(Region pointing data)
· · · · · · ·

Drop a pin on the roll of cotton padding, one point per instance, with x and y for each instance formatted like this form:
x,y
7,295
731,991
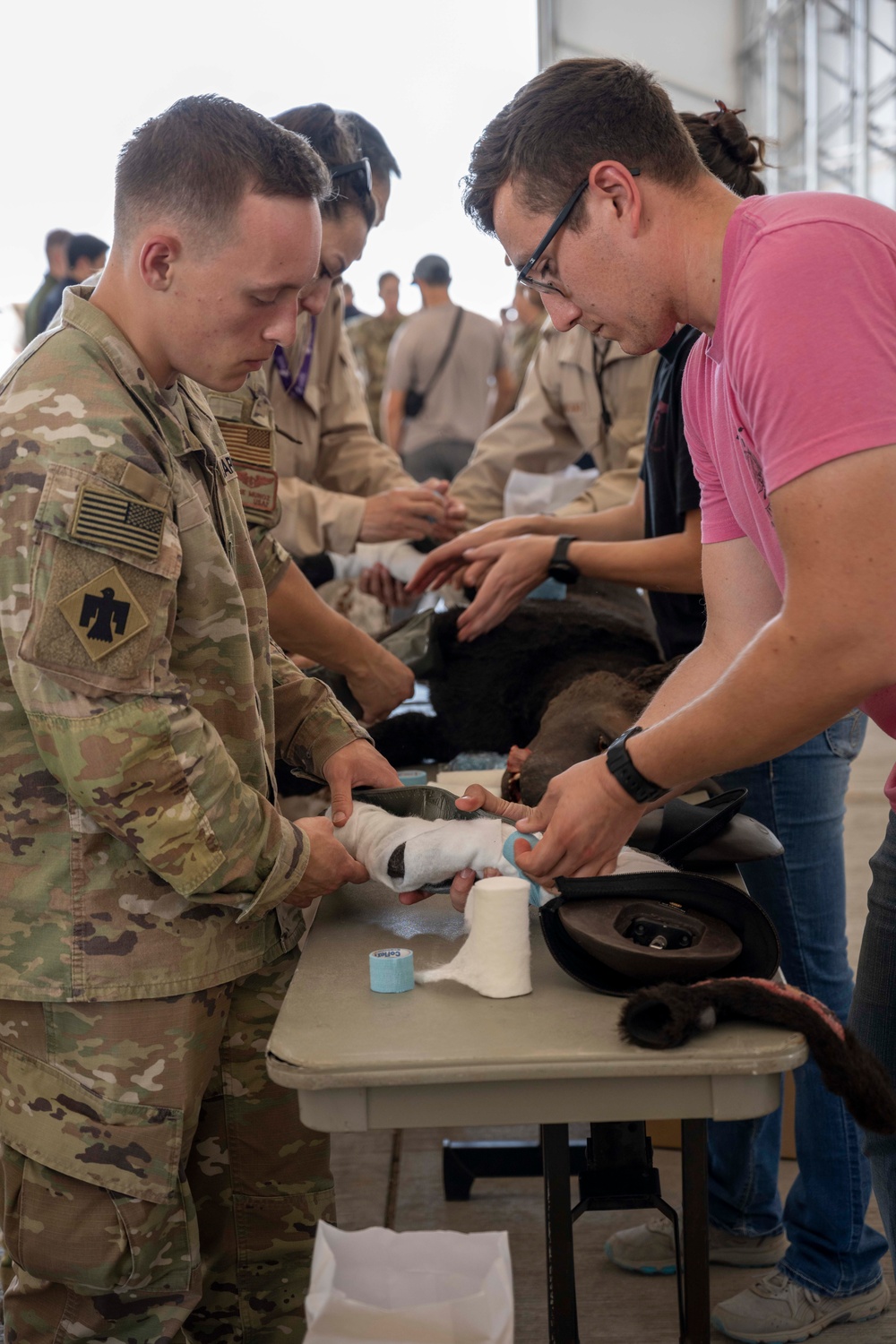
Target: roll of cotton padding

· · · · · · ·

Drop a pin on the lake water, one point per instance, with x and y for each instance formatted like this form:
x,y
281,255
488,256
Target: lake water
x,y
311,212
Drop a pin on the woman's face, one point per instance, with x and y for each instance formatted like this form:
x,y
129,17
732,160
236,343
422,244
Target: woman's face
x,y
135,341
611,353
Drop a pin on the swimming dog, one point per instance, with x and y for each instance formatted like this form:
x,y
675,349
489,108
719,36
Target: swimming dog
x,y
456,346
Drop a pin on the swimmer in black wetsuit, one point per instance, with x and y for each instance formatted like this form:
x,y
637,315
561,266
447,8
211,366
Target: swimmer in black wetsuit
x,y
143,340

· · · · · · ·

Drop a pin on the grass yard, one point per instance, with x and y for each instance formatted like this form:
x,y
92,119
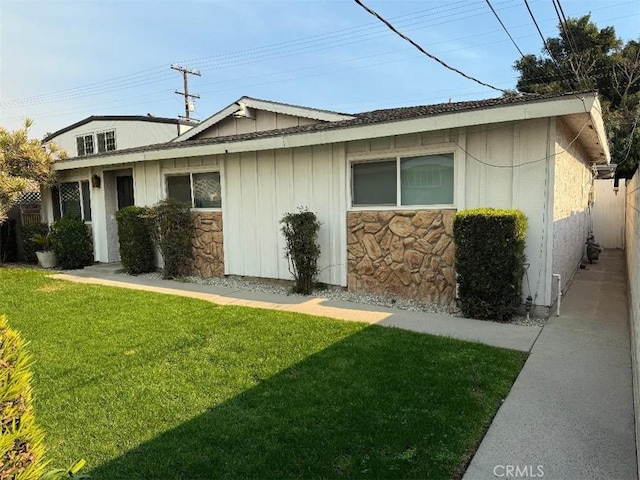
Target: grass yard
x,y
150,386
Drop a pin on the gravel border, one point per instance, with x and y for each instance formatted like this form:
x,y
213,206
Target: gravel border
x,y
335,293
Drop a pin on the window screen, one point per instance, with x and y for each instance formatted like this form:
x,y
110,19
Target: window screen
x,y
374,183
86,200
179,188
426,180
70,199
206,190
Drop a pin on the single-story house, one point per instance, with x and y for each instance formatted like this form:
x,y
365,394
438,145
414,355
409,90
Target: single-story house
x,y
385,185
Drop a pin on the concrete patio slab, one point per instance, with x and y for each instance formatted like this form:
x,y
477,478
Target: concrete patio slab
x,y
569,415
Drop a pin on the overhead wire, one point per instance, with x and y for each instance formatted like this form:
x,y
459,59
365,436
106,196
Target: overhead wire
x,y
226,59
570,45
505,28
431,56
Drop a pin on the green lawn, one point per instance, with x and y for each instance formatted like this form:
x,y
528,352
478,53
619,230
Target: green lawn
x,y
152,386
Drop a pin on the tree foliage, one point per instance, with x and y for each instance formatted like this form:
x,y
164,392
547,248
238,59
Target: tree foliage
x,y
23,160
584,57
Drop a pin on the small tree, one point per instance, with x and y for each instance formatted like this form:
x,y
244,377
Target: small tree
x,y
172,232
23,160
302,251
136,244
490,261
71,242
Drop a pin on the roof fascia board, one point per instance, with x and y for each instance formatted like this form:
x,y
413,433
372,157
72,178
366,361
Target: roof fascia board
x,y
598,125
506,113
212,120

· · · · · · ·

* The task *
Which lines above hold the string "padding"? Copy every one of them.

* Solution for this exercise *
Drop a pin on the roll of cotton padding, one point per instance, with x and y for each instance formatted like this form:
Target: roll of cotton padding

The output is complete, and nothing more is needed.